* [GIVEN INSTRUCTION 1]:
Reproduce the Audit Trails package page below word for word, everything from "Note right of Admin: Alternatively fn execute_with_gas_station()" down to "Net: transfer::transfer(trail, sender)".

Crate audit_trails 

IOTA Audit Trails Rust Package

Introduction

The Audit Trails Rust package provides the Rust client for structured record histories in the IOTA Notarization Toolkit.

The package also provides an AuditTrailBuilder that creates audit trail objects on the IOTA ledger and an AuditTrailHandle that interacts with existing trails. The handle maps to one on-chain audit trail and provides typed APIs for records, access control, locking, tags, metadata, migration, and deletion.

Use Audit Trails when you need a governed record history with sequential entries, role-based permissions, capabilities, locking, and tagging. Use Single Notarization when you need one locked or dynamic notarized object for arbitrary data, documents, hashes, or latest-state records.

You can find the full IOTA Notarization Toolkit documentation here.

Process Flows

The following workflows demonstrate how AuditTrailBuilder and AuditTrailHandle instances create, update, govern, and delete audit trail objects on the ledger.

Creating an AuditTrail Object

An AuditTrail on-chain object is created on the ledger using the AuditTrailClient::create_trail() function. To create an AuditTrail object, specify the following initial arguments with the AuditTrailBuilder setter functions. The terms used here are defined in the glossary below.

• Optional Initial Record that becomes sequence number 0
• Optional Immutable Metadata
• Optional Updatable Metadata
• Optional Locking Config
• Optional Record Tag Registry
• Optional initial admin address

After an AuditTrail object has been created, the creator receives an Admin capability object. This capability authorizes administrative operations such as defining roles, issuing capabilities, updating locks, managing tags, and deleting the trail.

Creating a new AuditTrail Object on the Ledger

The following sequence diagram explains the interaction between the involved technical components and the Admin when an AuditTrail object is created on the ledger:

sequenceDiagram
    actor Admin
    participant Lib as Rust-Library
    participant Move as Move-SC
    participant Net as Iota-Network
    Admin ->>+ Lib: fn AuditTrailClientReadOnly::new(iota_client)
    Lib ->>- Admin: AuditTrailClientReadOnly
    Admin ->>+ Lib: fn AuditTrailClient::new(read_only_client, signer)
    Lib ->>- Admin: AuditTrailClient
    Admin ->>+ Lib: fn AuditTrailClient::create_trail()
    Lib ->>- Admin: AuditTrailBuilder
    Admin ->> Lib: fn AuditTrailBuilder::with_trail_metadata(metadata)
    Admin ->> Lib: fn AuditTrailBuilder::with_updatable_metadata(metadata)
    Admin ->> Lib: fn AuditTrailBuilder::with_initial_record(record)
    Admin ->>+ Lib: fn AuditTrailBuilder::finish()
    Lib ->>- Admin: TransactionBuilder<CreateTrail>
    Admin ->>+ Lib: fn TransactionBuilder<CreateTrail>::build_and_execute()
    Note right of Admin: Alternatively fn execute_with_gas_station() <br> can be used to execute via Gas Station
    Note right of Admin: Alternatively fn build() <br> can be used to only return the TransactionData and signatures
    Lib ->>+ Move: main::create()
    Move ->> Net: transfer::transfer(trail, sender)

* [RECORD SET]:
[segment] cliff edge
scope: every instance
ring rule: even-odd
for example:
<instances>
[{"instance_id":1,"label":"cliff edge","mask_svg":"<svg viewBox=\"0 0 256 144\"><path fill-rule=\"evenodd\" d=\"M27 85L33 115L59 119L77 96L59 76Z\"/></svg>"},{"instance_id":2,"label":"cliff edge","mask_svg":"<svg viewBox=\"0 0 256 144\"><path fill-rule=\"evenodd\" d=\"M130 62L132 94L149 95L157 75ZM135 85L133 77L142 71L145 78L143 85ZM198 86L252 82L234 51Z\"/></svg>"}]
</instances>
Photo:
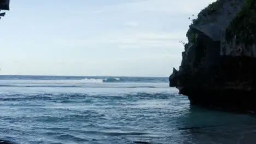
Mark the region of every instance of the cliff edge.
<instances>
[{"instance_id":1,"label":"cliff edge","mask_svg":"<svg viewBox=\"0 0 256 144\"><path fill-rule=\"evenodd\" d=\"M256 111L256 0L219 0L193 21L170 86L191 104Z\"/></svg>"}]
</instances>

---

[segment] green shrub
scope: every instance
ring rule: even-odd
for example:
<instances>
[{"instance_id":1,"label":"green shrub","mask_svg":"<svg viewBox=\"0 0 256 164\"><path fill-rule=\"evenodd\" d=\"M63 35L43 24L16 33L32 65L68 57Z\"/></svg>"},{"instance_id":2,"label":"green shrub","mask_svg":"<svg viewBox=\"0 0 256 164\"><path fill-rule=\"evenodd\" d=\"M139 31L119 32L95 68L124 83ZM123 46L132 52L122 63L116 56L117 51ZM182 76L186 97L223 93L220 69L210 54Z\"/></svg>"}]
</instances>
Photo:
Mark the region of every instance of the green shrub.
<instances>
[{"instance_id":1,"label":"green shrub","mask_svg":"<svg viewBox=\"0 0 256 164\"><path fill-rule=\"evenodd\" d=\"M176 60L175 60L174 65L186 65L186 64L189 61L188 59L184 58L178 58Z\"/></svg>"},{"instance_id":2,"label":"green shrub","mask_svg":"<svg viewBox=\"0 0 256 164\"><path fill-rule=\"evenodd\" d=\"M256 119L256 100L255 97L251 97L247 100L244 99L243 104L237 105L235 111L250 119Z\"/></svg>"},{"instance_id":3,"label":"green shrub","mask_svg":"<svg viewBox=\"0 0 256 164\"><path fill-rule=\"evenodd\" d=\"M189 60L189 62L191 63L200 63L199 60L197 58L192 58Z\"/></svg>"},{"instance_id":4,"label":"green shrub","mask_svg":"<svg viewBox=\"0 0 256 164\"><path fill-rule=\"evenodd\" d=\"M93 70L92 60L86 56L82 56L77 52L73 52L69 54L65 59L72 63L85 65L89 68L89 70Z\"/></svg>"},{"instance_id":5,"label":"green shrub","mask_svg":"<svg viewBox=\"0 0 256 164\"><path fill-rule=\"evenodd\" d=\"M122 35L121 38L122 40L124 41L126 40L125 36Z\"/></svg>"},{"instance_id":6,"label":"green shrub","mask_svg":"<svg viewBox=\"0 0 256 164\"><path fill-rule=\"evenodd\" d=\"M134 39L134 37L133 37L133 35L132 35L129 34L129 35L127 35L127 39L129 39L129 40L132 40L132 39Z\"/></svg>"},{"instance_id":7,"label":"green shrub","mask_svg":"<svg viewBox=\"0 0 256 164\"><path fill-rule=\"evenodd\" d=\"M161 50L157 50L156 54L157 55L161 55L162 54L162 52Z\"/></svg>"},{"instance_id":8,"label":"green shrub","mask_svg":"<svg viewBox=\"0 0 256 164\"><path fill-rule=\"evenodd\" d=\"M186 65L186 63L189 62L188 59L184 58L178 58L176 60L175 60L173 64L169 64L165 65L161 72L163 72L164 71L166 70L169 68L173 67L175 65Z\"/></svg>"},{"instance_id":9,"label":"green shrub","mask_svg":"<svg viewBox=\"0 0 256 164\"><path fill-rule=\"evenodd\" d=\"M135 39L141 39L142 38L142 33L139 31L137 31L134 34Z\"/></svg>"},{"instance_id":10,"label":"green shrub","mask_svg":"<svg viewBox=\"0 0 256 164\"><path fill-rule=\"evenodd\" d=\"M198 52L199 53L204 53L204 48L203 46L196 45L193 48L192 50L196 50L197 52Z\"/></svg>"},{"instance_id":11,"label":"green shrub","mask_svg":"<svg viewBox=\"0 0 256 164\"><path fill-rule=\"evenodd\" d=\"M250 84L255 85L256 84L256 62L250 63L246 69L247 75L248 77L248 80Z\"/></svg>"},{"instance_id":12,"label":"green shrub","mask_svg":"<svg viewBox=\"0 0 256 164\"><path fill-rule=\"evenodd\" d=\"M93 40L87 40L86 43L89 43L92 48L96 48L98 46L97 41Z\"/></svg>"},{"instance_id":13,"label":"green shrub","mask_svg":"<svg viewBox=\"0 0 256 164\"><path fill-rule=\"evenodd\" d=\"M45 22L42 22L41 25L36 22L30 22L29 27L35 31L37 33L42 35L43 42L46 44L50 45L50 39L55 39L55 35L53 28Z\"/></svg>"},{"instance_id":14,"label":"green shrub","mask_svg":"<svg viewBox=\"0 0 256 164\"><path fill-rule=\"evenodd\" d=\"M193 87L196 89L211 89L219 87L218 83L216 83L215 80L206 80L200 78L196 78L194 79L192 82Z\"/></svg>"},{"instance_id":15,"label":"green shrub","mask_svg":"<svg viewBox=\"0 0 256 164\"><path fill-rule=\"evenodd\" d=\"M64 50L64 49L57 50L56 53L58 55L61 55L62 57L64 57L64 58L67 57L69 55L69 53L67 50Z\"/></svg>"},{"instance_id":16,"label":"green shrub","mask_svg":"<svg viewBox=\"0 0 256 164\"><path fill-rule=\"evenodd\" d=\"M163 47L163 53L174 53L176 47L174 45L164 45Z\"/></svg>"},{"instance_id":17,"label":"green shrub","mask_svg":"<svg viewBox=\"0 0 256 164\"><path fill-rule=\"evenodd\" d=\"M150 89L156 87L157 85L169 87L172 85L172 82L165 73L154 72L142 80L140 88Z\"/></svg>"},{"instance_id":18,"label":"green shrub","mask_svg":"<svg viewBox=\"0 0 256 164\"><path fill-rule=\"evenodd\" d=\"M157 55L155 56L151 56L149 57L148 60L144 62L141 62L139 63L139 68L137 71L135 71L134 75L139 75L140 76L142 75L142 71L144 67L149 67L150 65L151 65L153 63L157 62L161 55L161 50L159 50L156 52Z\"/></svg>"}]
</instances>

--

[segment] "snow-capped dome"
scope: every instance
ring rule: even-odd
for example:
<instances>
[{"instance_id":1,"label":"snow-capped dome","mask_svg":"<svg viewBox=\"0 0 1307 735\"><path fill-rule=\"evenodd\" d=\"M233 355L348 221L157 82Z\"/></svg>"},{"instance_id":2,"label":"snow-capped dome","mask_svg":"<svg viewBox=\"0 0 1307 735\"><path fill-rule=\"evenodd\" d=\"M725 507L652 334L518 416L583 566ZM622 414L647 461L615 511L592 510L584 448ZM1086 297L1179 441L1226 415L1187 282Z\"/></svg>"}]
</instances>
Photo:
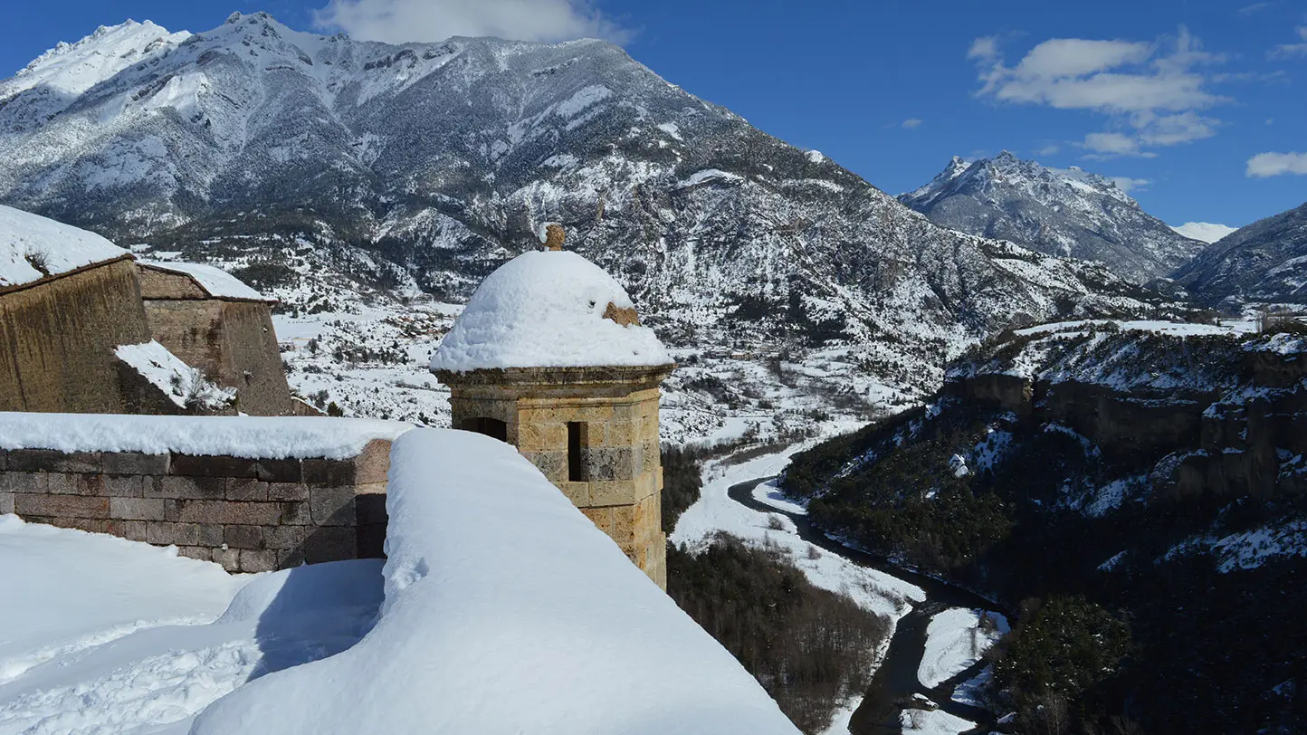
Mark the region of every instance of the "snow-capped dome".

* [GIVEN INSTRUCTION 2]:
How many lines in the records above contain the word "cliff"? Reply with the number alone.

* [FULL SOLUTION 1]:
Note right of Admin: Alternatively fn execute_with_gas_station() <br> can be used to execute via Gas Station
    Note right of Admin: Alternatively fn build() <br> can be used to only return the TransactionData and signatures
    Lib ->>+ Move: main::create()
    Move ->> Net: transfer::transfer(trail, sender)

* [FULL SOLUTION 2]:
4